### Objectif A
Indiquez le nombre de lignes des données qui contiennent le mot « with », en respectant la casse. Donnez uniquement ce nombre.

### Texte donné
★ ★ ★ ★ ★ ★ ★
Une nuit de Cléopâtre est une nouvelle historique de Théophile Gautier, un auteur français du 19e siècle. Elle a été publiée du 29 novembre au 6 décembre 1838 dans La Presse sous forme de feuilletons.
Résumé chapitre par chapitre de Une nuit de Cléopâtre de Théophile Gautier
Chapitre 1
L’histoire commence par la description d’une cange, un petit bateau à voile, rapide et léger, utilisé pour voyager sur le Nil ainsi que les différents paysages qu’elle rencontre. Très vite, nous plongeons au cœur de cette cange aux cinquante rameurs.
Dans une des pièces du bateau se trouve Cléopâtre qui retourne dans son palais d’été, en costume égyptien, après avoir assistée à une panégyrie. Elle est accompagnée de Charmion, son esclave grecque favori. L’auteur s’attache à décrire intégralement le costume de Cléopâtre pour le plus grand bonheur de ses lectrices : “La reine Cléopâtre avait pour coiffure une espèce de casque d’or très léger formé par le corps et les ailes de l’épervier sacré ; […] une robe de lin à côtes diagonales […] le bras serré par six cercles d’or et la main ornée d’une bague représentant un scarabée.[…] la reine Cléopâtre portait de légères sandales fort minces”.
Seule avec Charmion, la reine Cléopâtre se plaint de la chaleur avant de lui confier qu’elle s’ennuie.
★ ★ ★ ★ ★ ★ ★
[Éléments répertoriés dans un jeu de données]
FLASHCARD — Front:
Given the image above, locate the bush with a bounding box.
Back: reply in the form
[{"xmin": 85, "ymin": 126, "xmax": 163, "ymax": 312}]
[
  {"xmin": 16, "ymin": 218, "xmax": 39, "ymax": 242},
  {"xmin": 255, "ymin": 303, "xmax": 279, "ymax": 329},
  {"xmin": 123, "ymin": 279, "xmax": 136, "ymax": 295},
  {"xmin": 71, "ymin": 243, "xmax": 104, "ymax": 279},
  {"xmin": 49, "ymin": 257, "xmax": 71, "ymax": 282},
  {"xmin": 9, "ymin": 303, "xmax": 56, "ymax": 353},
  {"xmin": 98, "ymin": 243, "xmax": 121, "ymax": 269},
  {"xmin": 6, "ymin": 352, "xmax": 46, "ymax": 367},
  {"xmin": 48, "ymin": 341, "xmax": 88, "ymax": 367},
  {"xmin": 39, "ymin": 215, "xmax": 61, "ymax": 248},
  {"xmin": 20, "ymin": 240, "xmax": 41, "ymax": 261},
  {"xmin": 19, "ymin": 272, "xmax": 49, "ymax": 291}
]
★ ★ ★ ★ ★ ★ ★
### Objectif B
Résumez en deux phrases le texte sur Une nuit de Cléopâtre.

### Solution détaillée A
1

### Solution détaillée B
Une nuit de Cléopâtre est une nouvelle historique de Théophile Gautier, publiée en feuilletons dans La Presse du 29 novembre au 6 décembre 1838. Au premier chapitre, Cléopâtre regagne son palais d'été à bord d'une cange en compagnie de son esclave grecque Charmion, à qui elle se plaint de la chaleur avant de lui confier qu'elle s'ennuie.